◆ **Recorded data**
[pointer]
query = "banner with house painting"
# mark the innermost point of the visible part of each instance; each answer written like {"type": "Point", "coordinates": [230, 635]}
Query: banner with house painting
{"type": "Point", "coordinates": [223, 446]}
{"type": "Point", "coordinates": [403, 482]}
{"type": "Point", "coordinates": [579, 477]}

◆ **TASK INSTRUCTIONS**
Please give a word-for-word repetition of the lines from the one containing "# mark the innermost" through the last line of the data above, including both, and nothing besides.

◆ **ANSWER BOX**
# mark the innermost point of the visible part of each instance; each answer written like {"type": "Point", "coordinates": [230, 635]}
Query: banner with house painting
{"type": "Point", "coordinates": [223, 446]}
{"type": "Point", "coordinates": [403, 482]}
{"type": "Point", "coordinates": [579, 477]}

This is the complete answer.